### WHAT YOU HAVE TO DO
Transcribe every entry that follows exactly, omitting all pictures.

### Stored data
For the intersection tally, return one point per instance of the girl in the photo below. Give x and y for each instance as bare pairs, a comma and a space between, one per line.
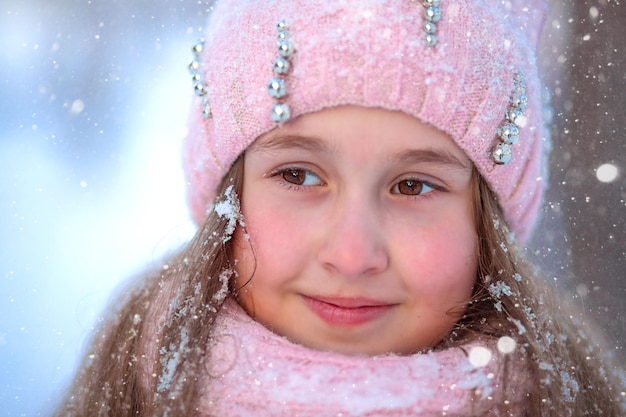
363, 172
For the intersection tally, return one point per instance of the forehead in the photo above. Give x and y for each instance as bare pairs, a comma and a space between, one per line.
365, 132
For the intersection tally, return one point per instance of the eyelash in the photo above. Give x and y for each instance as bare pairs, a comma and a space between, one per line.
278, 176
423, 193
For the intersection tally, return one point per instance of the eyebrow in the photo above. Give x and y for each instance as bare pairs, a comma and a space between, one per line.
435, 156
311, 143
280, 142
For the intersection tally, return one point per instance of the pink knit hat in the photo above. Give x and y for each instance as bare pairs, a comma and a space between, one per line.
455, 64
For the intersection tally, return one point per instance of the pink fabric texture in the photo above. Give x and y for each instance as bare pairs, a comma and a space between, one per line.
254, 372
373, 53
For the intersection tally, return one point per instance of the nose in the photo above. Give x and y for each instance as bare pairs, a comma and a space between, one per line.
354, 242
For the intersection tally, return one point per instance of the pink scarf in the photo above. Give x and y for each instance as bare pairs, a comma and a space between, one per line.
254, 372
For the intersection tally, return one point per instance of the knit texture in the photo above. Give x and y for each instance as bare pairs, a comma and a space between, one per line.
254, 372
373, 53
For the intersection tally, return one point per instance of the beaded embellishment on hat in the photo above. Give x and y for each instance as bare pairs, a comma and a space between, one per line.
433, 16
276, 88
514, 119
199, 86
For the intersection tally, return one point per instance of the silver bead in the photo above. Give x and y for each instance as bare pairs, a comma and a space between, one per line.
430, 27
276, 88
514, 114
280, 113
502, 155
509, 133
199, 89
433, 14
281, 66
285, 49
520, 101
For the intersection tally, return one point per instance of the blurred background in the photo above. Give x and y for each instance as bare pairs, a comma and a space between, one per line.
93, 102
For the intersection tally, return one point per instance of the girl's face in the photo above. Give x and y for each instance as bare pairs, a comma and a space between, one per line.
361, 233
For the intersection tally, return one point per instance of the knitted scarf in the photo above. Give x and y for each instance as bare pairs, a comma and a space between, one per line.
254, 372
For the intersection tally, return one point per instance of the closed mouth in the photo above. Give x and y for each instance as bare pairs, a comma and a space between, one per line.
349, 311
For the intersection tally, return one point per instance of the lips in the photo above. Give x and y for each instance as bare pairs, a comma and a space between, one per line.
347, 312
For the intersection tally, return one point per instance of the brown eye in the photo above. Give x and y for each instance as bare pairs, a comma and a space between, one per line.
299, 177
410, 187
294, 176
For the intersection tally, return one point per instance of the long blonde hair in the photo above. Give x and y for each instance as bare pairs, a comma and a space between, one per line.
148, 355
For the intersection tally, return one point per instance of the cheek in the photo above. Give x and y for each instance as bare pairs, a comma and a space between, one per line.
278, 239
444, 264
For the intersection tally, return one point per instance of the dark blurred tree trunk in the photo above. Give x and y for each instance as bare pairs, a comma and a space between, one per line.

### SOLUTION TO THIS EXERCISE
For the intersection tally, return one point per instance of the girl in the photo below. Give x and y for each instance as bare pairs, a comma and a space between, one per line.
363, 172
For the intersection tally, return one point per instance of the forehead in the photo above. Give x and y for each instance as bare pairs, a comma and a space between, one per line.
365, 132
For the intersection tally, return one point per instance of the eyelash in the photo above. Give x and y for each instance as bare pairs, a comma and a space between, one per line.
278, 176
423, 193
For the intersection tally, return one point per instance of the eyebrow in the photo above. Give x and y for each instance as bare pairs, a comma and a space between, one per line.
435, 156
311, 143
280, 142
For the intersection tally, return one point per instance of the pink knit hat in the photo above. Give x and y for each instance as bare pairs, a comma and a space between, one per line.
455, 64
For the intersection tally, return one point per instance of the pink fabric texture in the photo above. Give x and y for each instance as bare pairs, a comma and a space between, one per line.
254, 372
373, 53
For the intersection tally, return one point per instance of the nose in the photo above. Give x and y for each instance as bare pairs, a comma and a space between, one per line.
354, 242
For the intersection tally, return one point per instance of the pink scarf in the photo above. Give x and y for each instance as bare pairs, a comma and a space between, one per line.
254, 372
For the intersection tally, return one point per instance of the knit texture in the photo above. Give x and y for each instance as bare pairs, a comma and a space between, one per line.
254, 372
373, 53
For the intersection tally, return one point per instance of the beaded embellishment on hat in the photo above. Give x and y for each instance as bare pairs, a comma and a space between, one per line.
433, 16
276, 88
514, 119
199, 86
For the intersection tally, return one point per instance of the silver bead in the photo above. Give x and y for each instance as bare pairs, a comma and a space between, one per line.
430, 27
276, 88
514, 114
280, 113
502, 155
509, 133
199, 89
433, 14
281, 66
285, 49
520, 101
For the intersection tally, return one point per instance of the blurred background in the photo above. Give x and y for each instance as bare pairs, a comma and a space between, one per line.
93, 102
For the intersection tally, return one point per instance of the girl's face in the photo above. Give x and y for each instance as bare pairs, a comma and a space between, one per line.
361, 233
For the intersection tally, return one point per instance of the knitted scarf in the photo above. Give x and y for each instance as bare pairs, a comma and a space between, one per line.
254, 372
For the intersection tally, return one point per instance of the closed mouth in the photo above. Give x and y for each instance as bare pairs, a comma and a space between, one per line.
349, 311
For the intersection tally, return one point per instance of the lips in the photo above. Give x and y for each instance as bare pairs, a comma and a space between, one per line.
347, 312
For the intersection tally, return one point per instance of the brown eye in the photo above. Give x and y for each instance as bare pairs, a comma and a space between, one per line.
299, 177
410, 187
294, 176
For the intersection tally, return one point per instance of the long blonde hair in the photo above. Give x and y for each instance as bare pairs, a comma and a space between, one per line.
148, 355
For the intersection tally, return one point per instance of the cheek in the photo above. Give x and y for each instance as bare pairs, a comma and a space between, one per line.
278, 239
444, 264
For the intersection tally, return one point per instance of the dark blurred tree trunk in the photo above. Give x and y for each instance as bare pairs, a comma and a space between, one per line.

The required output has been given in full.